Big thread contention speedup -- testing the m_groups_to_compile_count

atomic on every execution was hurting perf for simple shaders called very frequently (as happens for volume shading). Moving it to happen only when shaders are compiled, not every execution, and even then guarding it with the m_greedyjit (which is usually off) improves perf substantially for a certain kind of scene we're trying to speed up.
AcademySoftwareFoundation · Jul 17, 2013 · e70e7de · e70e7de
1 parent 4d8e26a
commit e70e7de
Showing 1 changed file with 4 additions and 6 deletions.
diff --git a/src/liboslexec/context.cpp b/src/liboslexec/context.cpp
@@ -71,21 +71,19 @@ ShadingContext::execute (ShaderUse use, ShadingAttribState &sas,
                          ShaderGlobals &ssg, bool run)
 {
     DASSERT (use == ShadUseSurface);  // FIXME
-
     m_curuse = use;
     m_attribs = &sas;
 
-    if (shadingsys().m_groups_to_compile_count) {
-        // If we are greedily JITing, optimize/JIT everything now
-        shadingsys().optimize_all_groups ();
-    }
-
     // Optimize if we haven't already
     ShaderGroup &sgroup (sas.shadergroup (use));
     if (sgroup.nlayers()) {
         sgroup.start_running ();
         if (! sgroup.optimized()) {
             shadingsys().optimize_group (sas, sgroup);
+            if (shadingsys().m_greedyjit && shadingsys().m_groups_to_compile_count) {
+                // If we are greedily JITing, optimize/JIT everything now
+                shadingsys().optimize_all_groups ();
+            }
         }
         if (sgroup.does_nothing())
             return false;

◆ ◆ ◆ ◆ ◆

## Tasks for this exercise:
A) Answer these from the commit page:
(i) What was hurting performance for simple shaders called very frequently?
(ii) Which file does the commit change?
(iii) How many additions and deletions does the change contain?
B) Extract the passage of the commit page that starts at the words "AcademySoftwareFoundation · Jul" and ends after the words "ShaderGlobals &ssg, bool run)", copying it without changes.

Pointing and labeling entries
◆ ◆ ◆ ◆ ◆

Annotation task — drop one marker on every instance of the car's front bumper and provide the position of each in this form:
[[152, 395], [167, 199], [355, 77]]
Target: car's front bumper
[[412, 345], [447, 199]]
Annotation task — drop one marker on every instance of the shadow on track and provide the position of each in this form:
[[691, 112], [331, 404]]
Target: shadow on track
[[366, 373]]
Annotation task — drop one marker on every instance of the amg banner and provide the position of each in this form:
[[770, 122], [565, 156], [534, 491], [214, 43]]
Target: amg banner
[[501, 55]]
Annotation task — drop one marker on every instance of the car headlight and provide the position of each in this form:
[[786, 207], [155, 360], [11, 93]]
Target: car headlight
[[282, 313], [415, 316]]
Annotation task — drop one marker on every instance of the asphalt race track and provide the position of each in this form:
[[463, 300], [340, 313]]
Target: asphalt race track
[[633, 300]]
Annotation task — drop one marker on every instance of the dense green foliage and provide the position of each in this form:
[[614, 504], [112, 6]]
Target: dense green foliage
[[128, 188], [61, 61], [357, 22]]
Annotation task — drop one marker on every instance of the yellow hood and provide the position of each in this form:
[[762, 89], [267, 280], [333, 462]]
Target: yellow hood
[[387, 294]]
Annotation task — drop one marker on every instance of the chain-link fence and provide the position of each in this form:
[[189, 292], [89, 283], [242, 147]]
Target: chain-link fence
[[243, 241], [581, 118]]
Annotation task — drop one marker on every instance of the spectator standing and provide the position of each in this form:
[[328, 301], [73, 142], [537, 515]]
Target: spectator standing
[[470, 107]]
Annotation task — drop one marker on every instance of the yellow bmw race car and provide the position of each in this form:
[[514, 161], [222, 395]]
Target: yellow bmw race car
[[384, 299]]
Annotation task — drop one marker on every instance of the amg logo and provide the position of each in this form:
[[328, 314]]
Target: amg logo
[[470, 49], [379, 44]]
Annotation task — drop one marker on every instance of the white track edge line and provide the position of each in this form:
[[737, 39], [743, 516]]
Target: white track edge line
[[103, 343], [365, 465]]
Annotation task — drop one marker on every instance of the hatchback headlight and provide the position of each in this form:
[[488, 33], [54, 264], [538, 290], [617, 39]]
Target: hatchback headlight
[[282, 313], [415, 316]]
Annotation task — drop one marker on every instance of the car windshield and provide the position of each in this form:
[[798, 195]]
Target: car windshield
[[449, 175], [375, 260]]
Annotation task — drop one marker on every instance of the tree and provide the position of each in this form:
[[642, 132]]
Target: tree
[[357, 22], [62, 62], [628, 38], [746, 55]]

◆ ◆ ◆ ◆ ◆

## Worked solutions:
A)
(i) Testing the m_groups_to_compile_count atomic on every execution.
(ii) src/liboslexec/context.cpp
(iii) 4 additions and 6 deletions.

B)
AcademySoftwareFoundation · Jul 17, 2013 · e70e7de · e70e7de
1 parent 4d8e26a
commit e70e7de
Showing 1 changed file with 4 additions and 6 deletions.
diff --git a/src/liboslexec/context.cpp b/src/liboslexec/context.cpp
@@ -71,21 +71,19 @@ ShadingContext::execute (ShaderUse use, ShadingAttribState &sas,
                          ShaderGlobals &ssg, bool run)